● **Article**
>>>
Parse Tree Listeners

Partially taken from publically visible excerpt from ANTLR 4 book

By default, ANTLR-generated parsers build a data structure called a parse tree or syntax tree that records how the parser recognized the structure of the input sentence and component phrases.

The interior nodes of the parse tree are phrase names that group and identify their children. The root node is the most abstract phrase name, in this case stat (short for statement). The leaves of a parse tree are always the input tokens. Parse trees sit between a language recognizer and an interpreter or translator implementation. They are extremely effective data structures because they contain all of the input and complete knowledge of how the parser grouped the symbols into phrases. Better yet, they are easy to understand and the parser generates them automatically (unless you turn them off with parser.setBuildParseTree(false)).

Because we specify phrase structure with a set of rules, parse tree subtree roots correspond to grammar rule names. ANTLR has a ParseTreeWalker that knows how to walk these parse trees and trigger events in listener implementation objects that you can create. The ANTLR tool generates listener interfaces for you also, unless you turn that off with a commandline option. You can also have it generate visitors. For example from a Java.g4 grammar, ANTLR generates:

public interface JavaListener extends ParseTreeListener<Token> {
  void enterClassDeclaration(JavaParser.ClassDeclarationContext ctx);
  void exitClassDeclaration(JavaParser.ClassDeclarationContext ctx);
  void enterMethodDeclaration(JavaParser.MethodDeclarationContext ctx);
 ...
}

where there is an enter and exit method for each rule in the parser grammar. ANTLR also generates a base listener with the fall empty implementations of all listener interface methods, in this case called JavaBaseListener. You can build your listener by subclassing this base and overriding the methods of interest.

Assuming you've created a listener object called MyListener, here is how to call the Java parser and walk the parse tree:

JavaLexer lexer = new JavaLexer(input);
CommonTokenStream tokens = new CommonTokenStream(lexer);
JavaParser parser = new JavaParser(tokens);
JavaParser.CompilationUnitContext tree = parser.compilationUnit(); // parse a compilationUnit

MyListener extractor = new MyListener(parser);
ParseTreeWalker.DEFAULT.walk(extractor, tree); // initiate walk of tree with listener in use of default walker

Listeners and visitors are great because they keep application-specific code out of grammars, making grammars easier to read and preventing them from getting entangled with a particular application.

See the book for more information on listeners and to learn how to use visitors. (The biggest difference between the listener and visitor mechanisms is that listener methods are called independently by an ANTLR-provided walker object, whereas visitor methods must walk their children with explicit visit calls. Forgetting to invoke visitor methods on a node’s children, means those subtrees don’t get visited.)

Listening during the parse

We can also use listeners to execute code during the parse instead of waiting for a tree walker walks the resulting parse tree. Let's say we have the following simple expression grammar.
<<<
● **Data section**
>>>
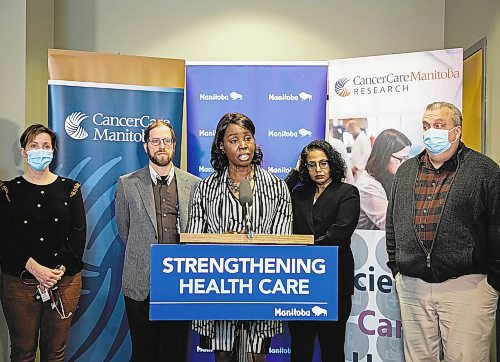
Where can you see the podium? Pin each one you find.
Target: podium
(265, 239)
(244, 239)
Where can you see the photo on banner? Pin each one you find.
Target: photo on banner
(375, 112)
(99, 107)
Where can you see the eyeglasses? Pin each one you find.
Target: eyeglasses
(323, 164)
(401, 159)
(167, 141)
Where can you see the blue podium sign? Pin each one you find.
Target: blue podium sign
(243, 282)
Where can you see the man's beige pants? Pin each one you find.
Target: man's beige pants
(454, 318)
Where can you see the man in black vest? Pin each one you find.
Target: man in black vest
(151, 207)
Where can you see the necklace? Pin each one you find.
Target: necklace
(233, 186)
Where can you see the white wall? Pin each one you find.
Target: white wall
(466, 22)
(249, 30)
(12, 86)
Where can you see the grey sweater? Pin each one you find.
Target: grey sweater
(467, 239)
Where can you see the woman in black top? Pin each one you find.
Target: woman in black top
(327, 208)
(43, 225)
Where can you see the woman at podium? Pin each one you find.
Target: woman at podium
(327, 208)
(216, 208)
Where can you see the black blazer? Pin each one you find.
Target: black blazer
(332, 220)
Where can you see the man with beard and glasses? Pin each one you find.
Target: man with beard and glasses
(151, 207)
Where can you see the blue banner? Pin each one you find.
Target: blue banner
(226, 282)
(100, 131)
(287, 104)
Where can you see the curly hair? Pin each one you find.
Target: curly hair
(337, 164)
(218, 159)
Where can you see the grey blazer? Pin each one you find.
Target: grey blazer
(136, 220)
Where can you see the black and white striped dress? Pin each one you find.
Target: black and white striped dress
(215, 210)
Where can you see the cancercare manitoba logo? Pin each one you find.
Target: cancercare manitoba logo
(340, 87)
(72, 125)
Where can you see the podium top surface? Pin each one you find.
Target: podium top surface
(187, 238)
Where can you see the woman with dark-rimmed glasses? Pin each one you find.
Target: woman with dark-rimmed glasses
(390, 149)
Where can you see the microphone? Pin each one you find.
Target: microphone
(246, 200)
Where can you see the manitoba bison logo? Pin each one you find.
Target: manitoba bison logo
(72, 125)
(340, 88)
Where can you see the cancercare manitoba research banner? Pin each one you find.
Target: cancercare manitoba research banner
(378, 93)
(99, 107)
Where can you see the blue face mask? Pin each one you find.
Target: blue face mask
<<<
● **Aim of the exercise**
Supply the next part of the ANTLR parse tree listeners text, starting right after its final sentence. The records have no connection to the text about ANTLR parse tree listeners.

● **Expected output**
grammar CalcNoLR;

s : expr EOF ;

expr:	add ((MUL | DIV) add)* ;

add :   atom ((ADD | SUB) atom)* ;

atom : INT ;

INT : [0-9]+;
MUL : '*';
DIV : '/';
ADD : '+';
SUB : '-';
WS : [ \t]+ -> channel(HIDDEN);

We can create a listener that executes during the parse by implementing the listener interface as before:

class CountListener extends CalcNoLRBaseListener {
	public int nums = 0;
	public boolean execExitS = false;

	@Override
	public void exitS(CalcNoLRParser.SContext ctx) {
		execExitS = true;
	}

	@Override
	public void exitAtom(CalcNoLRParser.AtomContext ctx) {
		nums++;
	}
}

And then passing it to addParseListener():

String input = "2 + 8 / 2";
CalcNoLRLexer lexer = new CalcNoLRLexer(new ANTLRInputStream(input));
CalcNoLRParser parser = new CalcNoLRParser(new CommonTokenStream(lexer));
CountListener counter = new CountListener();
parser.addParseListener(counter);

// Check that the purses valid first
CalcNoLRParser.SContext context = parser.s();
String parseTreeS = context.toStringTree(parser);
assertEquals("(s (expr (add (atom 2) + (atom 8)) / (add (atom 2))) <EOF>)", parseTreeS);
assertEquals(3, counter.nums);
assertEquals(true, counter.execExitS);

One should not do very complicated work during the parse because the parser is throwing exception to handle syntax tears. If you're complicated code throws different kind of exception it will screw up the parsing and things will go nuts. If you want to catch and properly handle exceptions in your listener code during the parse, you should override this method from Parser:

protected boolean listenerExceptionOccurred = false;

/**
 * Notify any parse listeners of an exit rule event.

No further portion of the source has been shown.